What you will do. Nothing but an exact copy is wanted: the line with "of the outstretched" and each line after it in the data below, last line included.

Excerpted records section start

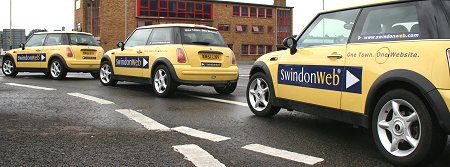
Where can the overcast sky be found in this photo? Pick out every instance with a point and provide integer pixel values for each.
(54, 14)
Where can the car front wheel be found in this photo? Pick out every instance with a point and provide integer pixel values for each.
(260, 96)
(57, 69)
(404, 131)
(106, 74)
(9, 68)
(163, 85)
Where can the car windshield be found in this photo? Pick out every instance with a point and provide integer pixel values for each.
(199, 36)
(81, 39)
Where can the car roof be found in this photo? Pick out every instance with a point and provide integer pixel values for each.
(64, 32)
(178, 25)
(366, 4)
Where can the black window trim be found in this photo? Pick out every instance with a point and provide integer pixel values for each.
(357, 29)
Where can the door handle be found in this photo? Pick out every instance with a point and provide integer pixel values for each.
(335, 56)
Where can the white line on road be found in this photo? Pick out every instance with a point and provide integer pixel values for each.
(221, 100)
(29, 86)
(200, 134)
(310, 160)
(91, 98)
(147, 122)
(198, 156)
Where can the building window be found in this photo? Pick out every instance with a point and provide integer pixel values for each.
(258, 29)
(241, 28)
(253, 12)
(262, 12)
(224, 27)
(175, 9)
(269, 48)
(270, 29)
(244, 49)
(244, 11)
(144, 23)
(283, 26)
(230, 46)
(269, 13)
(253, 49)
(236, 10)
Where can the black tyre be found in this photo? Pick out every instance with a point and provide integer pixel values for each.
(259, 96)
(9, 67)
(404, 131)
(163, 85)
(106, 74)
(95, 75)
(57, 69)
(225, 90)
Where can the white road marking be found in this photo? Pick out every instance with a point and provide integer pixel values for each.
(200, 134)
(91, 98)
(310, 160)
(147, 122)
(221, 100)
(29, 86)
(198, 156)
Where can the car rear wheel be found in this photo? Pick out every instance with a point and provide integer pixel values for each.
(404, 131)
(106, 74)
(260, 95)
(227, 89)
(163, 85)
(9, 68)
(57, 70)
(95, 75)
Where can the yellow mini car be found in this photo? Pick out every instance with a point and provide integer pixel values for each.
(55, 54)
(383, 66)
(170, 55)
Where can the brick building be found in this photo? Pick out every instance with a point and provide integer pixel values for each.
(249, 29)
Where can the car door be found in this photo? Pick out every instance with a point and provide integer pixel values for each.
(385, 38)
(315, 74)
(130, 61)
(53, 44)
(33, 55)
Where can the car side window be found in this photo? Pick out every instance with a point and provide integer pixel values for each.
(53, 39)
(329, 29)
(161, 36)
(388, 23)
(138, 38)
(36, 40)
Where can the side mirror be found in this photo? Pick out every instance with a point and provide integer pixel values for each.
(290, 43)
(22, 45)
(121, 45)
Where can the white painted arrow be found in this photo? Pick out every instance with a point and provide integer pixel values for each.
(351, 80)
(145, 63)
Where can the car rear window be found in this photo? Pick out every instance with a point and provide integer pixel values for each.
(81, 39)
(199, 36)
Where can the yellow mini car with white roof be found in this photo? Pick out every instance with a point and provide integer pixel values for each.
(383, 66)
(170, 55)
(55, 54)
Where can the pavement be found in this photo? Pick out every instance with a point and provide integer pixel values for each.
(79, 122)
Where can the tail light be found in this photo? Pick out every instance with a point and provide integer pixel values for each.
(69, 52)
(233, 60)
(448, 58)
(181, 57)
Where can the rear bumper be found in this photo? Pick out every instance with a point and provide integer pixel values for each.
(185, 74)
(442, 107)
(83, 64)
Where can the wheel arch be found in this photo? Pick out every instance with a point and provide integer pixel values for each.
(410, 81)
(57, 56)
(166, 62)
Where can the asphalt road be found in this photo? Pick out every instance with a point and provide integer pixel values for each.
(52, 128)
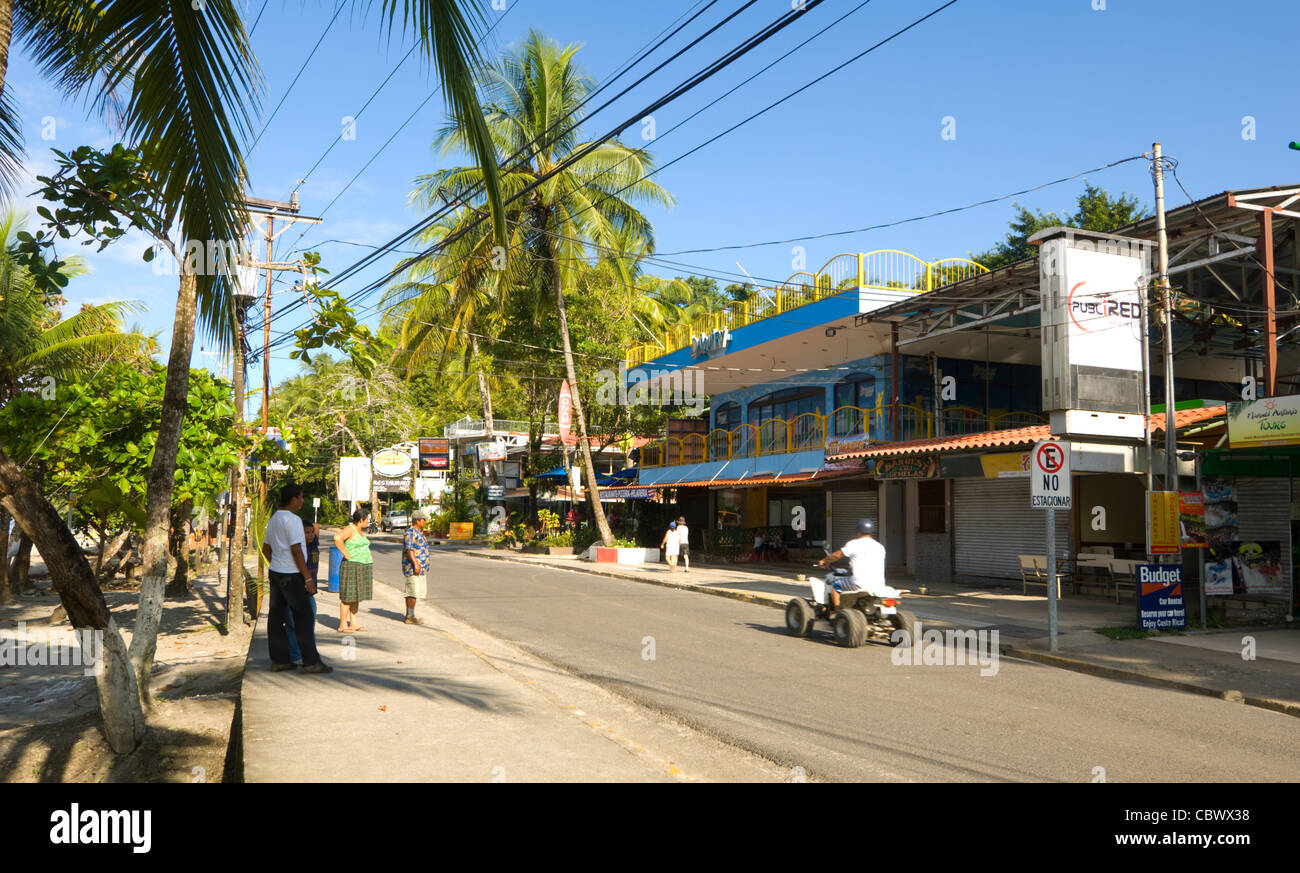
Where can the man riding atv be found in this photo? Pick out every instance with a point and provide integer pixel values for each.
(867, 561)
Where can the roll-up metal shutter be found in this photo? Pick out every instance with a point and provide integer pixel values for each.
(846, 507)
(993, 524)
(1264, 515)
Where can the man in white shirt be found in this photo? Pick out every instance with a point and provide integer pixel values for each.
(866, 559)
(684, 543)
(291, 585)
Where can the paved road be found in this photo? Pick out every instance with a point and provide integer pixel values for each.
(728, 668)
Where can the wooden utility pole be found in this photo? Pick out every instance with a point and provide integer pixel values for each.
(267, 211)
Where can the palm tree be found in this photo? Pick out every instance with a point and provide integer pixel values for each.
(40, 348)
(181, 78)
(584, 191)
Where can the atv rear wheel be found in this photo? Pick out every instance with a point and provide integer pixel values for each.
(798, 617)
(850, 628)
(905, 621)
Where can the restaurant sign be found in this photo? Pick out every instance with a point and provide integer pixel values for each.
(1268, 421)
(908, 468)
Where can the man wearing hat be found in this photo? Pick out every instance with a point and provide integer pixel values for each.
(415, 563)
(866, 560)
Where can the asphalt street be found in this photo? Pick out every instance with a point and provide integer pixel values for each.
(729, 669)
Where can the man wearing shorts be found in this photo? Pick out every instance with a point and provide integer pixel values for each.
(415, 563)
(684, 542)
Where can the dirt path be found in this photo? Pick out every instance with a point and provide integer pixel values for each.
(50, 728)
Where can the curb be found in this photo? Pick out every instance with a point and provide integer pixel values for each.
(763, 599)
(1285, 707)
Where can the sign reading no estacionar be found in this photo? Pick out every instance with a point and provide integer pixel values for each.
(1049, 476)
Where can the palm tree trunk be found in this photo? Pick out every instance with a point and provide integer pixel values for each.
(161, 481)
(79, 594)
(602, 524)
(178, 547)
(5, 591)
(485, 399)
(5, 37)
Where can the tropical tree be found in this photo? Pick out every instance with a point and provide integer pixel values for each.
(577, 194)
(40, 348)
(182, 79)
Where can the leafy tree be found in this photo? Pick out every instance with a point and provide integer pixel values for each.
(1095, 209)
(553, 229)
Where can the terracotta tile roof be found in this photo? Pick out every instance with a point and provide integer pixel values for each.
(1015, 437)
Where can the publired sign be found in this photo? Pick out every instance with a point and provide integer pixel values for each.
(566, 415)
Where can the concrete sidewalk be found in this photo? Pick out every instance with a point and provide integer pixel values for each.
(446, 703)
(1210, 663)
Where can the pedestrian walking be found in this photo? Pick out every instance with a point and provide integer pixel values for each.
(313, 561)
(684, 543)
(415, 563)
(671, 546)
(293, 586)
(356, 572)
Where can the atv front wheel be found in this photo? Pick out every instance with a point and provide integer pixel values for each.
(798, 617)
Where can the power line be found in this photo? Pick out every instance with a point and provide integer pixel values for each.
(719, 64)
(298, 75)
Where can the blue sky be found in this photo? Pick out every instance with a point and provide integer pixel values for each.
(1034, 90)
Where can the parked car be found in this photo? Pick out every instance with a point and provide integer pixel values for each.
(395, 521)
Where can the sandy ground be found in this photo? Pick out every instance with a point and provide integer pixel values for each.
(50, 726)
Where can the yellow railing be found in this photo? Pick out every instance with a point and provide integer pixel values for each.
(814, 430)
(880, 270)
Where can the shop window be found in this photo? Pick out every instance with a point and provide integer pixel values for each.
(853, 396)
(931, 507)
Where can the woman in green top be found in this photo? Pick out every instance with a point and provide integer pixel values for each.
(356, 572)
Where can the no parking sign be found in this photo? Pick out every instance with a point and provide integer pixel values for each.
(1049, 476)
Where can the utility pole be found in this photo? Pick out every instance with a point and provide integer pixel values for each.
(267, 211)
(1168, 312)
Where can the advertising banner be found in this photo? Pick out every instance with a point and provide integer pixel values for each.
(1162, 529)
(1269, 421)
(1161, 604)
(434, 454)
(564, 415)
(1191, 518)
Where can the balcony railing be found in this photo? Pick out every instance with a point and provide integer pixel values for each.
(862, 426)
(879, 270)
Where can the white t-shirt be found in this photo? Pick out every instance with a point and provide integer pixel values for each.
(867, 563)
(282, 531)
(671, 544)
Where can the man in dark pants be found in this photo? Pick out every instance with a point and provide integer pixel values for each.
(293, 583)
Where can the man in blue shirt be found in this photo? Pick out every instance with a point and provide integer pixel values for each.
(415, 563)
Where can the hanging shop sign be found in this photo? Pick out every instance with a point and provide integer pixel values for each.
(1162, 528)
(908, 468)
(710, 343)
(391, 463)
(1191, 518)
(564, 415)
(1269, 421)
(1161, 604)
(434, 454)
(846, 443)
(1005, 465)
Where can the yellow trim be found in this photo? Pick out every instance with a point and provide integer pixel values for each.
(884, 269)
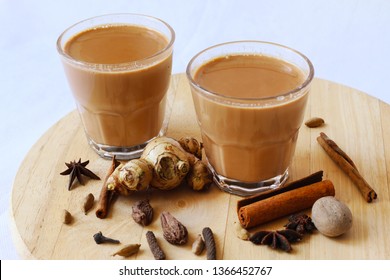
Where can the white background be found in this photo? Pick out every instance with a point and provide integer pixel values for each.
(348, 42)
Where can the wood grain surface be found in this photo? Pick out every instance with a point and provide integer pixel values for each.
(356, 121)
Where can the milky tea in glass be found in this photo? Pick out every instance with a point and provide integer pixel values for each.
(250, 99)
(119, 68)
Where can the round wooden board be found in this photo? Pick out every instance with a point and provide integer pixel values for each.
(356, 121)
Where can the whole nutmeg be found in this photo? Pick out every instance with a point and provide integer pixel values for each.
(331, 216)
(173, 231)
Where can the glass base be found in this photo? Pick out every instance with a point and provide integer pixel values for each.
(247, 189)
(120, 153)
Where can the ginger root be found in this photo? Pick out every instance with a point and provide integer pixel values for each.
(164, 164)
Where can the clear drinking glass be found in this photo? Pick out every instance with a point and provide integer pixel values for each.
(250, 142)
(122, 105)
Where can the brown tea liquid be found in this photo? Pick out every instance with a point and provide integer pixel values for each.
(249, 143)
(125, 106)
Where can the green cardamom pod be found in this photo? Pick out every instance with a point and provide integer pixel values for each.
(128, 250)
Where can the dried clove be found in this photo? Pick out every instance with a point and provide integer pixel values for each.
(88, 202)
(156, 250)
(142, 212)
(66, 217)
(198, 245)
(173, 231)
(128, 250)
(209, 241)
(241, 232)
(100, 238)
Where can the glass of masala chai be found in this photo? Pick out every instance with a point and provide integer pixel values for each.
(118, 67)
(249, 98)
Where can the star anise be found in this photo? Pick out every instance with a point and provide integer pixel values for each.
(78, 170)
(301, 223)
(279, 239)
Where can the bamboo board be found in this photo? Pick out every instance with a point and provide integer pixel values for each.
(356, 121)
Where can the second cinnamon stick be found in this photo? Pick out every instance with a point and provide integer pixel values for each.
(283, 204)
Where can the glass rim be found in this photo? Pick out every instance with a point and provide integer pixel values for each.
(121, 65)
(210, 93)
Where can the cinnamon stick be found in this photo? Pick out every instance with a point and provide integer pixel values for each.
(308, 180)
(106, 195)
(347, 165)
(283, 204)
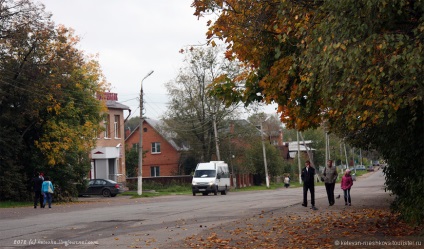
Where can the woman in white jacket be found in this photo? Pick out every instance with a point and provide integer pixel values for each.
(47, 189)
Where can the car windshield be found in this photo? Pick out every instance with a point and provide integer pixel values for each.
(205, 173)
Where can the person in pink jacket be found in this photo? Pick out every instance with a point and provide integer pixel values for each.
(346, 184)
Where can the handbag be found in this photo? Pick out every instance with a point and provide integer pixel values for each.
(50, 190)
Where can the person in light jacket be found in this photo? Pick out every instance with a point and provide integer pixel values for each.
(346, 184)
(47, 189)
(330, 176)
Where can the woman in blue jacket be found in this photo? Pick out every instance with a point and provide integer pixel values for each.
(47, 189)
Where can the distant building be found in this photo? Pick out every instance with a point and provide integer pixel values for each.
(108, 158)
(163, 155)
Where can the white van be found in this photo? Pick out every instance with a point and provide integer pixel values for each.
(211, 177)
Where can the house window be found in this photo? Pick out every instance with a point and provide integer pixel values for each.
(117, 126)
(155, 148)
(106, 126)
(154, 171)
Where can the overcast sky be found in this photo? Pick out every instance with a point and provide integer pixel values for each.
(131, 38)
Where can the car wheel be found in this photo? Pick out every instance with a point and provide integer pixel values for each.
(106, 192)
(224, 192)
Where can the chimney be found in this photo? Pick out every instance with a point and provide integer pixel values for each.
(280, 138)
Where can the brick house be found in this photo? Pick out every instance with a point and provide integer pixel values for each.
(162, 156)
(108, 158)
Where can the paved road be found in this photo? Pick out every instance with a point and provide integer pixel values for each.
(148, 222)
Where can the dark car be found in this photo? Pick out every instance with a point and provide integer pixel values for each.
(103, 187)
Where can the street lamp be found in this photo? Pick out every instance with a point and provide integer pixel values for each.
(264, 152)
(140, 147)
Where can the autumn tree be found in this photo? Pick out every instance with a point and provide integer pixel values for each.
(356, 66)
(49, 111)
(192, 111)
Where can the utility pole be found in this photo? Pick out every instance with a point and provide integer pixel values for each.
(218, 156)
(298, 158)
(264, 152)
(140, 146)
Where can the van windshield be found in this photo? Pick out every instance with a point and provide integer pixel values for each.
(205, 173)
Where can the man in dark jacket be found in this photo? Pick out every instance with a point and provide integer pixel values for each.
(38, 181)
(308, 178)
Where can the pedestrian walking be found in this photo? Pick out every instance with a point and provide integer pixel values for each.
(330, 177)
(47, 189)
(38, 196)
(287, 181)
(308, 178)
(346, 184)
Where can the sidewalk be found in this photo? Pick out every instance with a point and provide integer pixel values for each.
(367, 223)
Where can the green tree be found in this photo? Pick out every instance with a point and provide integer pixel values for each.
(354, 65)
(47, 102)
(192, 110)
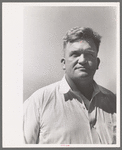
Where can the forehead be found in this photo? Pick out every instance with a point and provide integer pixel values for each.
(87, 44)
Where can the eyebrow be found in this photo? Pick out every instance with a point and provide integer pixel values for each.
(86, 51)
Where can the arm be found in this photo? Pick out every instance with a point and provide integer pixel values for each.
(31, 121)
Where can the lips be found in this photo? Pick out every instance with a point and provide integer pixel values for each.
(81, 68)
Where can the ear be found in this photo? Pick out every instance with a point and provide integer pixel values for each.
(98, 62)
(63, 62)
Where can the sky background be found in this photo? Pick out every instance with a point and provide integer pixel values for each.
(44, 28)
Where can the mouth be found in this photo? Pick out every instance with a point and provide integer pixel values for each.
(81, 68)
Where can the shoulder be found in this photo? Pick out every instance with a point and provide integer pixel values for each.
(108, 100)
(41, 95)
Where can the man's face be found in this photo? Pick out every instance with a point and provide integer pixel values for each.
(80, 61)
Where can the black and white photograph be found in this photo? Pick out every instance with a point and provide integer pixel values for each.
(66, 73)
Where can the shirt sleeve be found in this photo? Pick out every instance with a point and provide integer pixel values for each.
(31, 125)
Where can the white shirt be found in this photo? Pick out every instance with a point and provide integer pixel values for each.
(56, 115)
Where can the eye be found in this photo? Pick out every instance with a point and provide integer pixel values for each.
(75, 54)
(90, 54)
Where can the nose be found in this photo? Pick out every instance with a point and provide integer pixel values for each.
(82, 59)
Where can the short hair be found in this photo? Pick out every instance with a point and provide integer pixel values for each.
(78, 33)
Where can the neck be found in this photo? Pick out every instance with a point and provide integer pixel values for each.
(85, 88)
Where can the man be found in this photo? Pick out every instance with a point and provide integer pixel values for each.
(75, 110)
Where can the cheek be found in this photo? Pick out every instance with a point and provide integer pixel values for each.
(92, 64)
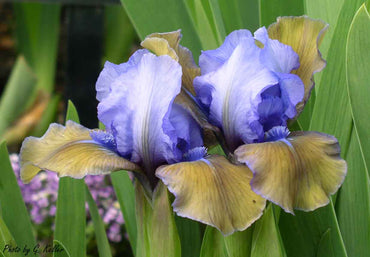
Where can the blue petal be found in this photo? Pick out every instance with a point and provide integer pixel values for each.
(112, 71)
(187, 130)
(195, 154)
(105, 139)
(211, 60)
(276, 56)
(138, 108)
(235, 91)
(277, 133)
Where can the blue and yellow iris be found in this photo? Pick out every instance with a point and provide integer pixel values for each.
(160, 109)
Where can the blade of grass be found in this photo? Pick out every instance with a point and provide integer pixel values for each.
(331, 113)
(301, 233)
(353, 204)
(100, 234)
(190, 236)
(163, 16)
(328, 11)
(213, 244)
(358, 77)
(37, 36)
(266, 236)
(271, 9)
(207, 21)
(239, 243)
(18, 93)
(70, 219)
(11, 202)
(125, 193)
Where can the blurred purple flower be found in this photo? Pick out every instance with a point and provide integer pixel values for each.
(41, 194)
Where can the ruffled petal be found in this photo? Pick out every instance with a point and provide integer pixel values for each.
(168, 44)
(138, 107)
(211, 60)
(232, 94)
(112, 71)
(69, 151)
(187, 129)
(299, 172)
(276, 56)
(304, 35)
(213, 191)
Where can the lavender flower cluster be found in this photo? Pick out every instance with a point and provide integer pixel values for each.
(40, 196)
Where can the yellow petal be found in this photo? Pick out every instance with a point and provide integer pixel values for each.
(298, 172)
(159, 46)
(168, 44)
(213, 191)
(68, 151)
(304, 35)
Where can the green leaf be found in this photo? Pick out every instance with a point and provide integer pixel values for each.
(190, 236)
(157, 233)
(328, 11)
(305, 117)
(239, 243)
(149, 16)
(48, 117)
(266, 237)
(11, 203)
(353, 204)
(37, 37)
(358, 77)
(271, 9)
(100, 234)
(70, 219)
(240, 14)
(7, 242)
(125, 193)
(325, 247)
(18, 92)
(206, 17)
(302, 233)
(331, 113)
(213, 244)
(119, 34)
(62, 250)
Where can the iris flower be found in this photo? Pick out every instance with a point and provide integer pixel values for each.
(157, 123)
(148, 132)
(251, 87)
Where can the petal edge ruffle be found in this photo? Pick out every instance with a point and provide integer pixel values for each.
(213, 191)
(299, 172)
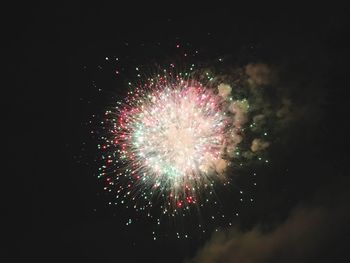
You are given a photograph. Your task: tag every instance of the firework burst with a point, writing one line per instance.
(170, 141)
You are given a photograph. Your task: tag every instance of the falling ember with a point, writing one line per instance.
(169, 140)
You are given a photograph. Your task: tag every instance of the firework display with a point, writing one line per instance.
(170, 141)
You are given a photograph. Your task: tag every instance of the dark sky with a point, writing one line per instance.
(50, 200)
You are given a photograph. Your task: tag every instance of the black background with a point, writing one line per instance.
(49, 204)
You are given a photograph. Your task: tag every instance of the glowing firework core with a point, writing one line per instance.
(178, 132)
(173, 133)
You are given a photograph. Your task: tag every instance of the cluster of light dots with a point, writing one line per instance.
(163, 143)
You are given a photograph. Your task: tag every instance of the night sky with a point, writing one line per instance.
(55, 207)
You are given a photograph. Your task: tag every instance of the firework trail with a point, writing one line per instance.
(170, 141)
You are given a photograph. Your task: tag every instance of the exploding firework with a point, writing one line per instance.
(170, 141)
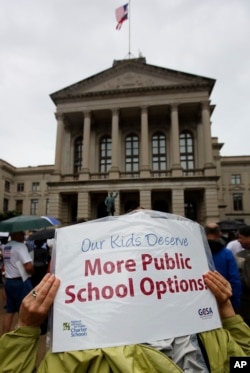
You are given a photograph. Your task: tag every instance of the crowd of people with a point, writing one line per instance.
(33, 296)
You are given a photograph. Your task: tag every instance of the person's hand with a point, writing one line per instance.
(36, 305)
(222, 290)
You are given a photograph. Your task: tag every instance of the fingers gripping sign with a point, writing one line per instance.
(222, 291)
(36, 305)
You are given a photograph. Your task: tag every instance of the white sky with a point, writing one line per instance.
(46, 45)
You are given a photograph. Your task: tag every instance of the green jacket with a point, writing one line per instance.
(18, 351)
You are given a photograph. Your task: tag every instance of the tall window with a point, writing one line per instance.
(237, 201)
(35, 187)
(132, 153)
(19, 206)
(159, 152)
(235, 179)
(7, 186)
(78, 145)
(20, 187)
(5, 205)
(186, 150)
(105, 154)
(34, 207)
(190, 210)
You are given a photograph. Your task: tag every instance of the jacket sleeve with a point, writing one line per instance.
(18, 350)
(234, 279)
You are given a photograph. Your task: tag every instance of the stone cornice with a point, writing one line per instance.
(63, 96)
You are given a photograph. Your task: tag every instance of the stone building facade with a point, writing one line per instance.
(143, 131)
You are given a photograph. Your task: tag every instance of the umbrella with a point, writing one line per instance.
(42, 234)
(23, 223)
(231, 225)
(52, 220)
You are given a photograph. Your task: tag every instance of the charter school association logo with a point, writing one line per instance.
(205, 312)
(76, 328)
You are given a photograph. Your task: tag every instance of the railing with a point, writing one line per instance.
(136, 175)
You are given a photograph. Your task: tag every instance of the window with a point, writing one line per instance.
(5, 205)
(19, 206)
(186, 150)
(190, 210)
(105, 154)
(237, 201)
(47, 206)
(78, 146)
(35, 187)
(34, 207)
(159, 152)
(235, 179)
(7, 186)
(20, 187)
(132, 153)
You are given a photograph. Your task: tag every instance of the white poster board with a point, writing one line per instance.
(130, 279)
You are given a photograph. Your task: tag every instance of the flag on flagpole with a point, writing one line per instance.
(121, 14)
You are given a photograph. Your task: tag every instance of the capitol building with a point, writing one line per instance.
(143, 131)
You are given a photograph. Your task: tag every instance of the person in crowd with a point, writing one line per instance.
(18, 349)
(4, 241)
(224, 262)
(234, 246)
(110, 202)
(244, 255)
(15, 254)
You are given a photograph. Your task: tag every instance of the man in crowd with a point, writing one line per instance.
(15, 257)
(244, 240)
(224, 262)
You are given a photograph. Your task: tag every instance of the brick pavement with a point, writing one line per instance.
(42, 340)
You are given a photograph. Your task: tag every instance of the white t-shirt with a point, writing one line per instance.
(13, 252)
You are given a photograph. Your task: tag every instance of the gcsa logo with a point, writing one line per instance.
(205, 312)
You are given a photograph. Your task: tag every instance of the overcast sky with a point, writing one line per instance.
(46, 45)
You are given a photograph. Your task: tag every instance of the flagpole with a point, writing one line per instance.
(129, 29)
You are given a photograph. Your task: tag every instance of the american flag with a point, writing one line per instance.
(121, 14)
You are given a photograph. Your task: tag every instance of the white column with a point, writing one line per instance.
(86, 141)
(178, 201)
(114, 170)
(144, 168)
(205, 115)
(175, 145)
(59, 140)
(115, 139)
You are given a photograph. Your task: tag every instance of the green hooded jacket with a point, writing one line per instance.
(18, 351)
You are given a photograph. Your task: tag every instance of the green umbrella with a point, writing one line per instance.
(24, 223)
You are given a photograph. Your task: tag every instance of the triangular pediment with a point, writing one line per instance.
(135, 74)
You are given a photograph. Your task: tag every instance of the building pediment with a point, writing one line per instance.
(132, 75)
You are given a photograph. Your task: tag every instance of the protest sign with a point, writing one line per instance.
(130, 279)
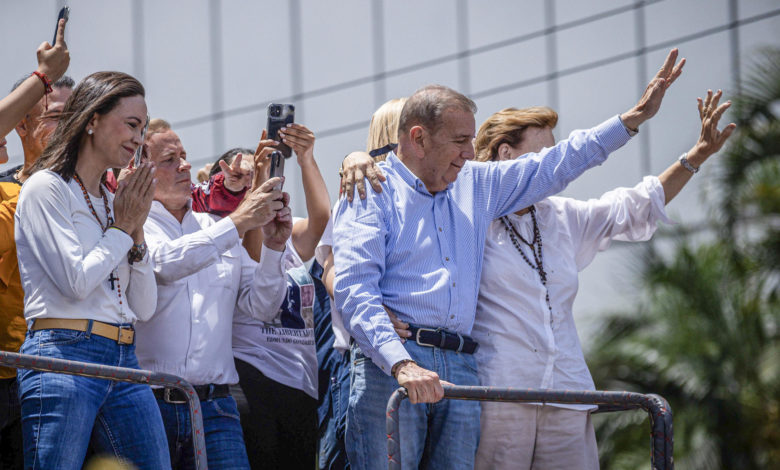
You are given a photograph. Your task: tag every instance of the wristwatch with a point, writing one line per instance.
(686, 164)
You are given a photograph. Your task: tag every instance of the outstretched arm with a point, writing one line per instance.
(710, 141)
(52, 62)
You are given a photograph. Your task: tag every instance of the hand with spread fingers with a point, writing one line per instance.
(238, 175)
(354, 170)
(301, 140)
(711, 139)
(650, 102)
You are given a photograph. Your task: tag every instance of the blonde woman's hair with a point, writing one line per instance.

Excerpted records section end

Response to the task.
You are given a photograph. Your task: tag every instance of the outstretched arm with a point, writing one line per instance.
(710, 141)
(52, 62)
You are given a photograph. Your task: tag every instance of the hand with spread fingers with a point, writing one line per instance.
(238, 175)
(354, 170)
(301, 140)
(711, 139)
(650, 102)
You are given a photograph. Your task: tag every instance of the blonde woman's hair with a point, writing one line per instance.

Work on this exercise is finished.